**Document extract**
[BEGIN]

Where it began
When Growth Met Uncertainty
Southeast Asia’s Leading Job Marketplace
Often called a regional LinkedIn Jobs or Indeed, Glints connects employers and job seekers across the region, with Indonesia as its main market.
Indonesia
Main Market
6M+
Job Seekers
60K+
Employers
Fumbled at a Crossroads
In late 2022, after a company-wide reorg, leadership sought to rebuild stability and unlock growth. With job postings at the center of employer and candidate activity, monetization became the natural starting point for Glints’ first system redesign.
Who we served
Two Recruiter Archetypes, One Challenge
Recruiters came to Glints with very different hiring rhythms. But once jobs went live, they faced the same struggle: making sure roles stayed visible long enough to attract strong candidates before they moved on.
Before Jobs Go Live, Needs Diverged
Enterprises Hire in Cycles
Plan quarterly, post in bulk; need predictable budgets with room for urgent hires.
SMBs Hire on Demand
Post instantly, prioritize speed and flexibility; avoid delays or upfront costs.
After Jobs Go Live, Needs Converged
Everyone Needs Visibility to Reach Candidates
Both SMBs and Enterprises needed ways to boost underperforming roles back to the top, so more candidates saw them before top talent slipped away.
Why this moment mattered
Squeezed between Competition and Escalating Goals
Rivals grew faster and bigger
Indonesian startup Kitalulus was four times more active on mobile, while JobStreet stayed six times larger as the dominant incumbent. Glints was squeezed between a fast-rising challenger and a market giant.

[END]

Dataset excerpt
[BEGIN]

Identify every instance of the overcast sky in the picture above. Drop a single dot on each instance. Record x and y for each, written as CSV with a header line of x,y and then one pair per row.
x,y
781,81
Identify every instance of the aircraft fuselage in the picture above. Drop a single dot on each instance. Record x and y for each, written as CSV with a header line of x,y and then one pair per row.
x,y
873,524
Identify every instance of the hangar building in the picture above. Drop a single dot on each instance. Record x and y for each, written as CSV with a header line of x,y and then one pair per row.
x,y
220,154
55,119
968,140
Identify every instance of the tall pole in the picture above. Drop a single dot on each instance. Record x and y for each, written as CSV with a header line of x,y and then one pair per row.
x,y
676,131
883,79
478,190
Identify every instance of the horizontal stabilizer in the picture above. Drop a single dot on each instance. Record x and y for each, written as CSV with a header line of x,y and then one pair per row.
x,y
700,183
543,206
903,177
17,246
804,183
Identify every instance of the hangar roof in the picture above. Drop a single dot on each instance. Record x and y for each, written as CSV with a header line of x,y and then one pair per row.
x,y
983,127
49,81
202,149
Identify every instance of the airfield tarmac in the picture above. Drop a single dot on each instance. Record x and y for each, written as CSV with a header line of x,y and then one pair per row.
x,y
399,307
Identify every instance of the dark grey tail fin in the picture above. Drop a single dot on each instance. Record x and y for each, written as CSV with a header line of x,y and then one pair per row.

[END]

Please list every company or job platform named in the text about Glints. You won't need the listing for this.

Glints, LinkedIn Jobs, Indeed, Kitalulus, JobStreet